[DATA SUPPLIED]
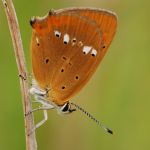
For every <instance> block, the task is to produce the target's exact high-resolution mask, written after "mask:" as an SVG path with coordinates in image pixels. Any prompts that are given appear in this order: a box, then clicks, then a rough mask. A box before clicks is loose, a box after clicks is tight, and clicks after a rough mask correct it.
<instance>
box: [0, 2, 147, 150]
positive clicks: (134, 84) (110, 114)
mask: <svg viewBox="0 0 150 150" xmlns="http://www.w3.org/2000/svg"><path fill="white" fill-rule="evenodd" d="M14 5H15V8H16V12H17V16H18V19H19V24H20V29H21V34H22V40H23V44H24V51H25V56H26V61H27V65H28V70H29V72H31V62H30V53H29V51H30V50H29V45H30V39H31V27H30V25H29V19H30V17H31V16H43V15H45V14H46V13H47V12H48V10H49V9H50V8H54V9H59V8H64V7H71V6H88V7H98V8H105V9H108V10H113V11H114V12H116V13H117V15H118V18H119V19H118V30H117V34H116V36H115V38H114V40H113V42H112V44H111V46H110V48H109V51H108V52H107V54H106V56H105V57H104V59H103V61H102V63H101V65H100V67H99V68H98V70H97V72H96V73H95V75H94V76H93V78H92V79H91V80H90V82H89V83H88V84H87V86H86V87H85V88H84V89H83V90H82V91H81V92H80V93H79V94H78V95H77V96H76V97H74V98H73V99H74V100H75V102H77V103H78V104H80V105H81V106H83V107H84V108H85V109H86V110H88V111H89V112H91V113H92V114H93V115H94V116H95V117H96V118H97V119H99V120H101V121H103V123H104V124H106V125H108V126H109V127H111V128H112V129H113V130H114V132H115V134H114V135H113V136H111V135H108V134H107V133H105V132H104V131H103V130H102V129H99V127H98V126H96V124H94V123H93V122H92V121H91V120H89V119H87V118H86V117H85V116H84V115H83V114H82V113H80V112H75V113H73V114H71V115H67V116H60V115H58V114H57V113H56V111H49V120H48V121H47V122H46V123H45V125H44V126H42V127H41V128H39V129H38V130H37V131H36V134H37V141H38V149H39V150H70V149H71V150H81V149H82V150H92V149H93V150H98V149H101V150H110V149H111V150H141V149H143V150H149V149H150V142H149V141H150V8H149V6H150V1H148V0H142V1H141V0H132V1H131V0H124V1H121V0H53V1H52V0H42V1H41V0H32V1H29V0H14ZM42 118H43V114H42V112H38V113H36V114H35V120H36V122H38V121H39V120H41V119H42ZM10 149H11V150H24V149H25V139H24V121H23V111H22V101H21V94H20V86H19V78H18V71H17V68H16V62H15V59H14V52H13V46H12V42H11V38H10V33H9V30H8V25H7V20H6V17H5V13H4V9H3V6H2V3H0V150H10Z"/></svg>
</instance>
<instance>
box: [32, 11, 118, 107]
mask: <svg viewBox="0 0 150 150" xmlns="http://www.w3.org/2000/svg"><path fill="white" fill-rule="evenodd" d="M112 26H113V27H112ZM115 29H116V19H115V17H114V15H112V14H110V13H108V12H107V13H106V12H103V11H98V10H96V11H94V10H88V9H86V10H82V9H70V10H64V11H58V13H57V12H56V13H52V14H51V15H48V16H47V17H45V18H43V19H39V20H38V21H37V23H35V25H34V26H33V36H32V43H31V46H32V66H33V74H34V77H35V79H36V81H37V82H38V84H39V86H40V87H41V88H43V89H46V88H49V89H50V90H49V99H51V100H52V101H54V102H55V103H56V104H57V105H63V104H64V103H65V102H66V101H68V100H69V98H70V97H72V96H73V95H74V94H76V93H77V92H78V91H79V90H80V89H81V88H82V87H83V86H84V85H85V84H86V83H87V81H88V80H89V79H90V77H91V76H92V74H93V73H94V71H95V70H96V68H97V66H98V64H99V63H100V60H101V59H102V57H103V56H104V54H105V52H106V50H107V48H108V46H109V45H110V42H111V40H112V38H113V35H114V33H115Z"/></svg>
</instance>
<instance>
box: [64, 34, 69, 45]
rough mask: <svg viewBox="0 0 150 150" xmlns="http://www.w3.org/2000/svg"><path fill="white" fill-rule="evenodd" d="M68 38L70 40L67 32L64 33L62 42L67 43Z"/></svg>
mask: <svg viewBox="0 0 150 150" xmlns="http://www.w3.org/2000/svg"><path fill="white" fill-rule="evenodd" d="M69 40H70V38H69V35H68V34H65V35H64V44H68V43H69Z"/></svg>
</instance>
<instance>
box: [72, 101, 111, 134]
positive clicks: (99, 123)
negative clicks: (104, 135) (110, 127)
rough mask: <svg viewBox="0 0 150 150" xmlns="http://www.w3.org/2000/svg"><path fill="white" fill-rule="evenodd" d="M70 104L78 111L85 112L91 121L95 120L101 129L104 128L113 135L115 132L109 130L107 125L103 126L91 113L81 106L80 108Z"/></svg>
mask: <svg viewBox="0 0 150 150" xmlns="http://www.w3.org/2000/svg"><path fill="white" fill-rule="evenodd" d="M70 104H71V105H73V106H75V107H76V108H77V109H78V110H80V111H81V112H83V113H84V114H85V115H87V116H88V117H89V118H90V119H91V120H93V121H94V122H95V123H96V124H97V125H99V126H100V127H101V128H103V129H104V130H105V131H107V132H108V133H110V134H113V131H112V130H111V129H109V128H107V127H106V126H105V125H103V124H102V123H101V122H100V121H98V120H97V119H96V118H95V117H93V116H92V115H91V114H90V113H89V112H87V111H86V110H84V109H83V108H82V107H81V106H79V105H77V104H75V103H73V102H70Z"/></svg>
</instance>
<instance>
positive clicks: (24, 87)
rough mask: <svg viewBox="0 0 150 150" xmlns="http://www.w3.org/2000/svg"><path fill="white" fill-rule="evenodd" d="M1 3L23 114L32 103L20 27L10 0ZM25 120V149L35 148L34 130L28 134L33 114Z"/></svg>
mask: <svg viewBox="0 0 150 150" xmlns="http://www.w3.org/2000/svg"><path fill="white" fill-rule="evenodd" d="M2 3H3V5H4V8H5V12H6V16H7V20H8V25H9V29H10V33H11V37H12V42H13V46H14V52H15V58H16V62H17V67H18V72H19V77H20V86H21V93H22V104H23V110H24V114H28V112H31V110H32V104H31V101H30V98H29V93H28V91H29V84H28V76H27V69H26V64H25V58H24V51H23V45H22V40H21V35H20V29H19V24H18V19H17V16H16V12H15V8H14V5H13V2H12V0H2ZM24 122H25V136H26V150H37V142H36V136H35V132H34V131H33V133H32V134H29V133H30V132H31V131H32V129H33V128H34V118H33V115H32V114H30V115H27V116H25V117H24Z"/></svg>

[EXERCISE BRIEF]
Your job is to copy every entry exactly. Omit the pictures.

[TASK OUTPUT]
For every <instance> block, the task is to produce the target's exact high-resolution mask, written after "mask:" as an SVG path with coordinates in image pixels. Any prompts that are given appear in this order: a box, then clicks, then a rough mask. A box before clicks is loose, a box after clicks is tight, and clicks after a rough mask correct it.
<instance>
box: [0, 2, 147, 150]
positive clicks: (134, 84) (110, 114)
mask: <svg viewBox="0 0 150 150" xmlns="http://www.w3.org/2000/svg"><path fill="white" fill-rule="evenodd" d="M14 5H15V8H16V12H17V16H18V19H19V24H20V29H21V34H22V40H23V44H24V51H25V56H26V61H27V65H28V70H29V72H31V62H30V53H29V51H30V50H29V45H30V39H31V27H30V25H29V19H30V17H31V16H43V15H45V14H46V13H47V12H48V10H49V9H50V8H54V9H59V8H64V7H71V6H88V7H98V8H105V9H108V10H113V11H114V12H116V13H117V15H118V18H119V19H118V30H117V34H116V36H115V38H114V40H113V42H112V44H111V46H110V48H109V51H108V52H107V54H106V56H105V57H104V59H103V61H102V63H101V65H100V67H99V68H98V70H97V72H96V73H95V75H94V76H93V78H92V79H91V80H90V82H89V83H88V84H87V86H86V87H85V88H84V89H83V90H82V91H81V92H80V93H79V94H78V95H77V96H76V97H74V98H73V99H74V100H75V102H77V103H78V104H80V105H81V106H83V107H84V108H85V109H86V110H88V111H89V112H91V113H92V114H93V115H94V116H95V117H96V118H97V119H99V120H101V121H103V123H104V124H106V125H108V126H109V127H111V128H112V129H113V130H114V132H115V134H114V135H113V136H111V135H108V134H107V133H105V132H104V131H103V130H102V129H99V127H98V126H96V124H94V123H93V122H92V121H91V120H89V119H87V118H86V117H85V116H84V115H83V114H82V113H80V112H75V113H73V114H71V115H67V116H60V115H58V114H57V113H56V111H49V120H48V121H47V122H46V123H45V125H44V126H42V127H41V128H39V129H38V130H37V131H36V134H37V141H38V149H39V150H70V149H71V150H81V149H82V150H92V149H93V150H98V149H101V150H110V149H111V150H141V149H143V150H149V149H150V142H149V141H150V8H149V6H150V1H148V0H142V1H141V0H132V1H131V0H124V1H121V0H53V1H52V0H42V1H41V0H32V1H29V0H14ZM42 118H43V114H42V112H38V113H36V114H35V120H36V122H38V121H39V120H41V119H42ZM10 149H11V150H24V149H25V139H24V121H23V111H22V101H21V94H20V86H19V78H18V71H17V68H16V62H15V59H14V52H13V46H12V42H11V38H10V33H9V30H8V25H7V20H6V17H5V13H4V9H3V6H2V3H0V150H10Z"/></svg>
</instance>
<instance>
box: [32, 11, 118, 107]
mask: <svg viewBox="0 0 150 150" xmlns="http://www.w3.org/2000/svg"><path fill="white" fill-rule="evenodd" d="M112 26H113V27H112ZM115 29H116V19H115V17H114V15H112V14H110V13H108V12H107V13H106V12H103V11H98V10H96V11H94V10H88V9H86V10H82V9H70V10H64V11H58V13H57V12H56V13H52V14H51V15H48V16H47V17H45V18H43V19H39V20H38V21H37V23H35V25H34V26H33V36H32V43H31V46H32V66H33V74H34V77H35V79H36V81H37V82H38V84H39V86H40V87H41V88H43V89H46V88H49V89H50V90H49V99H51V100H52V101H54V102H55V103H56V104H57V105H63V104H64V103H65V102H66V101H68V100H69V98H70V97H72V96H73V95H74V94H76V93H77V92H78V91H79V90H80V89H81V88H82V87H83V86H84V85H85V84H86V83H87V81H88V80H89V79H90V77H91V76H92V74H93V73H94V71H95V70H96V68H97V66H98V64H99V63H100V60H101V59H102V57H103V56H104V54H105V52H106V50H107V48H108V46H109V45H110V42H111V40H112V38H113V35H114V33H115Z"/></svg>
</instance>
<instance>
box: [64, 34, 69, 45]
rough mask: <svg viewBox="0 0 150 150" xmlns="http://www.w3.org/2000/svg"><path fill="white" fill-rule="evenodd" d="M68 38L70 40L67 32L64 33L62 42L67 43Z"/></svg>
mask: <svg viewBox="0 0 150 150" xmlns="http://www.w3.org/2000/svg"><path fill="white" fill-rule="evenodd" d="M69 40H70V38H69V35H68V34H65V35H64V44H68V43H69Z"/></svg>
</instance>
<instance>
box: [72, 101, 111, 134]
positive clicks: (99, 123)
negative clicks: (104, 135) (110, 127)
rough mask: <svg viewBox="0 0 150 150" xmlns="http://www.w3.org/2000/svg"><path fill="white" fill-rule="evenodd" d="M70 104L78 111L85 112L91 121L95 120L101 129L104 128L113 135L115 132L109 130L107 125L103 126L91 113L81 106L80 108Z"/></svg>
mask: <svg viewBox="0 0 150 150" xmlns="http://www.w3.org/2000/svg"><path fill="white" fill-rule="evenodd" d="M70 104H71V105H73V106H75V107H76V108H77V109H78V110H80V111H81V112H83V113H84V114H85V115H87V116H88V117H89V118H90V119H91V120H93V121H94V122H95V123H96V124H97V125H99V126H100V127H101V128H103V129H104V130H105V131H107V132H108V133H110V134H113V131H112V130H111V129H109V128H107V127H106V126H105V125H103V124H102V123H101V122H100V121H98V120H97V119H96V118H95V117H93V116H92V115H91V114H90V113H89V112H87V111H86V110H84V109H83V108H82V107H81V106H79V105H77V104H75V103H73V102H70Z"/></svg>
</instance>
<instance>
positive clicks: (24, 87)
rough mask: <svg viewBox="0 0 150 150" xmlns="http://www.w3.org/2000/svg"><path fill="white" fill-rule="evenodd" d="M1 3L23 114L32 103L20 27L10 0ZM25 120V149L35 148L34 130L28 134L33 114Z"/></svg>
mask: <svg viewBox="0 0 150 150" xmlns="http://www.w3.org/2000/svg"><path fill="white" fill-rule="evenodd" d="M2 3H3V5H4V8H5V12H6V16H7V20H8V25H9V29H10V33H11V37H12V42H13V46H14V52H15V58H16V62H17V67H18V72H19V77H20V86H21V93H22V104H23V110H24V114H28V112H31V110H32V104H31V101H30V98H29V93H28V91H29V84H28V76H27V69H26V64H25V58H24V51H23V45H22V40H21V35H20V29H19V24H18V19H17V16H16V12H15V8H14V5H13V2H12V0H2ZM24 122H25V136H26V150H37V142H36V136H35V132H34V131H33V133H32V134H29V133H30V132H31V131H32V129H33V128H34V118H33V115H32V114H30V115H27V116H25V117H24Z"/></svg>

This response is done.